Work to be completed: Please retype the passage of the article on what a coach represents word for word, from "Ed served as" up to and including "his team members.".

Excerpt provided:
'''

What Does a Coach Represent

Ed Molitor, Sr., father of CEO of the Molitor Group Ed Molitor Jr., has been coaching for 42 years, but his experience with coaching reaches far beyond that. For his son and many others, Ed has been the personification of the answer to “what does a coach represent?” With football and baseball passions in his youth, basketball wasn’t really on his mind until high school. 

In his freshman year of high school, Ed decided to try out for the basketball team, and when he made the team, his life-long love of basketball started. During his time playing high school basketball, Ed first witnessed what separates the bad coaches from the good ones.

These early coaches, including the coach sophomore year who cut him from the team, made a lasting impression on Ed and ultimately helped shape his life and career. 

These early influences were a driving force in Ed learning the answer to the question leaders–both in sports and business–ask themselves every day, “What does a coach represent?

Positive Influence


For Ed, coaching has been a lifelong journey. With his deep roots in sports, coaches have always been a huge part of his life. In his early years, between football, baseball, basketball, and boxing, Ed experienced various coaching styles. 

As he moved on to college, Ed continued to see different coaching styles and even started to think about what he would do if he were ever in a leadership position. 

Ed served as the Assistant Basketball Coach at DePaul Acadamy from 1966-1968. This position was his first time in an official coaching role. During this time, Ed started to get an idea of how he wanted to represent himself to his team members. 

As Ed continued his coaching career, he slowly started to piece together what makes a coach effective and leads a team to achieve great results. As he continued to observe the other coaches he worked with and reflected on the best coaches he had during his time as a player, one thing stuck out to him more than others. 

Every great coach Ed worked with served as a positive influence for their players. 

The Early Years of coaching


During Ed’s earlier years as a coach, he noticed that the other coaches he worked with continually encouraged their players. His first years working at DePaul Academy were the years of civil unrest, and many of the players on his team came from backgrounds heavily influenced by this movement. For these students, getting to school every day and getting to practice was a challenge. 

During these years, Ed’s coaches showed a resilience that they passed on to their team members. Ed’s head coach at DePaul would pick up these kids from their neighborhoods in Chicago just to make sure they would get to school and practice safely. His resilience and positive influence went on to impact these students in profound ways.  

During this time, Ed realized that coaching was about far more than simply showing up to the court and telling the players what to do. These early years helped to shape how Ed would coach for the rest of his career. Seeing these first players’ positive impact and resilience, the head coach showed him that a great coach represents far more than someone simply yelling orders.

'''

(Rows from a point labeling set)
'''

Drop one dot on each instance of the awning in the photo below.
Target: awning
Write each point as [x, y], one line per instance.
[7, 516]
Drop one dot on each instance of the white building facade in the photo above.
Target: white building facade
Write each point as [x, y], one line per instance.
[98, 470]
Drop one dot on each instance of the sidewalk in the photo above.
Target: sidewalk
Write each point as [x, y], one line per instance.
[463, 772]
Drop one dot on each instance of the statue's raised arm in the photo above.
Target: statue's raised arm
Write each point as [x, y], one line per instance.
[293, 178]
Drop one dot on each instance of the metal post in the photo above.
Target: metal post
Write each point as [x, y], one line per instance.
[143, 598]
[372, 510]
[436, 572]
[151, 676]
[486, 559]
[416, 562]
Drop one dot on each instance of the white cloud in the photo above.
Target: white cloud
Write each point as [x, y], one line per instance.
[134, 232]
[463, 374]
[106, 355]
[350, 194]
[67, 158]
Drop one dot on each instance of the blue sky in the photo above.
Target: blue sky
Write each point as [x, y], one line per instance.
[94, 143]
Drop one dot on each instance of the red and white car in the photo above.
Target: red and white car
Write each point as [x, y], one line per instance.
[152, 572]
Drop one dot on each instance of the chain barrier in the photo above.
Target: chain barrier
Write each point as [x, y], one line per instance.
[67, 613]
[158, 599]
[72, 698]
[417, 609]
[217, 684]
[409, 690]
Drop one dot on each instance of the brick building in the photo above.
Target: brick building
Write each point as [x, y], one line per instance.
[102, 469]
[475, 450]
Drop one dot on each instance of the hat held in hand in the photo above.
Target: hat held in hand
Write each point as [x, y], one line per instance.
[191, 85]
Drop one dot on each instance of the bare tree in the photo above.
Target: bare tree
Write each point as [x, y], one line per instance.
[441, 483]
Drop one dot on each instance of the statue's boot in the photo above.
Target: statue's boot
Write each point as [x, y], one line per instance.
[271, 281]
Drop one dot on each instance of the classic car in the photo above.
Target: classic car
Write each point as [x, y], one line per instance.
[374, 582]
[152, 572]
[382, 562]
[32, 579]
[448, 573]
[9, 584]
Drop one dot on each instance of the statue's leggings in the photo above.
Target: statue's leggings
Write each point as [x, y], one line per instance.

'''

The solution:
Ed served as the Assistant Basketball Coach at DePaul Acadamy from 1966-1968. This position was his first time in an official coaching role. During this time, Ed started to get an idea of how he wanted to represent himself to his team members.